One of the oft repeated questions about the lord of the rings tale is the one about the signifigance of the staffs of the wizards. Many a Freudian psychoanalyst has had a field day with Gandalf breaking Sarumans staff. Yet I believe most analysts have failed to see the deeper significancies in this. Significansies involving all maiar.

There seems to be a set of rules governing the maiar in the middle earth. This set of rules seems to have something to do with the issue of mortal vs immortal lands. I think in the mortal lands the maiar could only truly tap their immortal powers by forming some bond with this land. This seems to be especially true in the time of the istari, so the separation of the valinor from the middle earth had an effect. The ainur power has a source. Be it in valar (rebel or not) or in an assumed bond of different nature. This bond also could make them mortal/vulnerable. They could die and they could succumb to the ”temptations of flesh.”

Only after falling in love with Thingol, was Melian able to create the barriers surrounding Doriath and perhaps also to create the golden age of sindar within it. When Thingol died, Melian withered away going where the eleves go after mortal death. This I think is one of the three great love stories of the epic.

Balrogs had awesome powers but none seem to have been able to give themselves a new body after destruction of their form. Perhaps their violent power was gained by taking this (mortal-demonic) form.

Sauron is killed and takes a now body thrice. First time morgoth is still around to give it to him and unlike balrogs, he is valuable to Morgoth because of his spiritual features (great evil, witchcraft, shapechanging) and not because of the physical strenghts of an assumed permanent bodily form. He is still ainur using vala as a source for ones powers. Thus it is no wonder that the option of forgiveness of valar is open to him unlike to the balrogs. The two latter times he dies he has already bonded his spirit to the one ring. The maiar of Istari (no weaklings) outnumbered Sauron 5 to 1 and were fearful to fight him. Their sources of power were far away and he was part of the mortal world now.

Tom Bombadil has great powers, but only within his lands, to which he is in a way bonded. Radagast had bonded to the
land, but has also succumbed to it forgetting what he came to do. Radagast might well have been the most powerfull of istari, if one would rate theese matters by the terms of birds. Both withered and disappeared as the last enchantment of mortal lands died away sometime at the fourth age. It is interresting to note that the ainur having served Aule seem to be prone to succumbing to evil perhaps by starting to tap things they made to feed their ambition. The ainur who served Yawanna seem to be prone to bond with the nature and forget all obligations.

It would seem to me that Saruman had become part of the mortal lands by bonding to orthanc and to his position as a wizard and head of the white council and also to things he had made. So he had become more able to tap his powers and was able to imprison Gandalf. This explains Gandalfs rueful words at the pass of Caradras: ”his arm has indeed grown long.”

Stored rows ->
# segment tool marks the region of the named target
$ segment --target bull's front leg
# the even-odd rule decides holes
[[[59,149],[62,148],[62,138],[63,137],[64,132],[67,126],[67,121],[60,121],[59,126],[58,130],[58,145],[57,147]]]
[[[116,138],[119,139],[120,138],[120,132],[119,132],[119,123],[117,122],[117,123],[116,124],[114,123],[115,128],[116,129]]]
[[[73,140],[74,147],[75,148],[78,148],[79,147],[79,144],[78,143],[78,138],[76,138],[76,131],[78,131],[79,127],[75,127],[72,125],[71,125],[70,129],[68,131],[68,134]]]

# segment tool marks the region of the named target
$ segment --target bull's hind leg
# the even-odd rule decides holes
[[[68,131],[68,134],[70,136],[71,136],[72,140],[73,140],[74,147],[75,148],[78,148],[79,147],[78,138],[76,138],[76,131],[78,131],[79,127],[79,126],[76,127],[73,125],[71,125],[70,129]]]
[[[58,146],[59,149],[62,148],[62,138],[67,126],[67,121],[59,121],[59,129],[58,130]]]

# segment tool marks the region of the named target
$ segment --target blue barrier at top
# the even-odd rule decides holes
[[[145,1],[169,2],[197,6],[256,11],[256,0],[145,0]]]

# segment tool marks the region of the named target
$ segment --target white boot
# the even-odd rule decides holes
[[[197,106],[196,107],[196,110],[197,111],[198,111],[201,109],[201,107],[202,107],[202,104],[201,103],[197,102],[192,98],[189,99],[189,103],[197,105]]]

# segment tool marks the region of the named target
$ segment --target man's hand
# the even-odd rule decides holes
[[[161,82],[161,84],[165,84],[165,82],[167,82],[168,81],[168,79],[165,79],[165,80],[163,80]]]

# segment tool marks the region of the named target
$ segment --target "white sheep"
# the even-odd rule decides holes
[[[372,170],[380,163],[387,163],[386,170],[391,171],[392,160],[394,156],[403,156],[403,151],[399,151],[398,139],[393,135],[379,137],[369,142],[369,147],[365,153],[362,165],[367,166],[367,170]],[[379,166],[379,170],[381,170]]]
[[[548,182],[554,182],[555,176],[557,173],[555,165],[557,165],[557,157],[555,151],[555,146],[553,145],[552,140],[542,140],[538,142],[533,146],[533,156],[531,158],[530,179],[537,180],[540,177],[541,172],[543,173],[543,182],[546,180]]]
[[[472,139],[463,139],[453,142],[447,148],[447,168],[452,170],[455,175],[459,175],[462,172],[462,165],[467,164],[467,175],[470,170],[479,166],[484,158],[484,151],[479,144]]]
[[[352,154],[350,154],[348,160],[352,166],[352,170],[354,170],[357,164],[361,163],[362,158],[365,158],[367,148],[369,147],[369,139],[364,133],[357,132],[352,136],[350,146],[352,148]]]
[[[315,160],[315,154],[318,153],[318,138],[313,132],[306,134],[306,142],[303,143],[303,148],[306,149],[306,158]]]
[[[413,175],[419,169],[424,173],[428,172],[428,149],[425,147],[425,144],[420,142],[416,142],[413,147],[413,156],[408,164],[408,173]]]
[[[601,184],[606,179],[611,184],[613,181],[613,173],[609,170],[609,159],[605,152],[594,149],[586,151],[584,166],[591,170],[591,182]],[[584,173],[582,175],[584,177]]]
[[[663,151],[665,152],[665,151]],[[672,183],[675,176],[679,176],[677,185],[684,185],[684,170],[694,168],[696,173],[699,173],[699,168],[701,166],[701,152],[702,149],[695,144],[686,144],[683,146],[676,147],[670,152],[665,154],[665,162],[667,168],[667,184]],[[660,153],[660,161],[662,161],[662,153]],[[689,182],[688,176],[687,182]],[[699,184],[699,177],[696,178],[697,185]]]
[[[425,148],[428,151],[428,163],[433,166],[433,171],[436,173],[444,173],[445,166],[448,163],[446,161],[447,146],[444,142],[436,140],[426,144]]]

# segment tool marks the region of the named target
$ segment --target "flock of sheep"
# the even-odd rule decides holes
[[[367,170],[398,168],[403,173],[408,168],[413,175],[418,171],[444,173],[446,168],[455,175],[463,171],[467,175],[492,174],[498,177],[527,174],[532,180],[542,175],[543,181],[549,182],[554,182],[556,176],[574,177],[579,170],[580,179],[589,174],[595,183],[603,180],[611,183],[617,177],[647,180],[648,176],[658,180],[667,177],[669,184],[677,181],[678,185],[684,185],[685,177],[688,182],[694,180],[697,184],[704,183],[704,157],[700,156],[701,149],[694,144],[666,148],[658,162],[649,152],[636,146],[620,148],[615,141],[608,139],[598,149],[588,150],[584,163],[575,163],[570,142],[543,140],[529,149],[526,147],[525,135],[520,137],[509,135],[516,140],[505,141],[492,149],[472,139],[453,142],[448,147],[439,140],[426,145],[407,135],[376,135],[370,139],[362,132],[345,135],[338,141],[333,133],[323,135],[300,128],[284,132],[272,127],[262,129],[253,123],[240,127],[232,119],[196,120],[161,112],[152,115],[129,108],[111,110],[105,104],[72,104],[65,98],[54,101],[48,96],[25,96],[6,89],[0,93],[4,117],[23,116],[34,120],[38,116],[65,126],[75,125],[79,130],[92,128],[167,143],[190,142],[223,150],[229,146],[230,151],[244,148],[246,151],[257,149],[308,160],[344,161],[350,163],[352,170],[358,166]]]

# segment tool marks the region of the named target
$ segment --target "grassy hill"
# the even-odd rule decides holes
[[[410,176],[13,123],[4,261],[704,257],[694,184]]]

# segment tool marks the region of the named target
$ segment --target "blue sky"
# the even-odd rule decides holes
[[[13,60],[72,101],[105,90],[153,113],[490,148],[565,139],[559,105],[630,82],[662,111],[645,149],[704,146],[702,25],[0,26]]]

Work instructions ->
**1.** According to the essay on the maiar, by what odds did the Istari outnumber Sauron?
**2.** Extend the essay on the maiar, adding a short paragraph that follows on from its final sentence.

Task-by-task outputs ->
**1.** Five to one.

**2.**
Also thus Saruman had fallen and become vulnerable. Gandalf and his friends destroyed most of those things his power was built on (isengards might, position as the white wizard leading the council). It is not the first thing to come to ones mind, but really between the two encounters of the two, Saruman had changed more then Gandalf. Perhaps Gandalf was invigorated by his death and return having been close to Valinor. But Saruman had lost all he thought was strong, theese were the words of Gandalf in the isengard. Gandalf was then able to take away the rest of Sarumans power. Breaking the staff was a bit more then symbol of taking the power away. By this logic the symbol often is the power.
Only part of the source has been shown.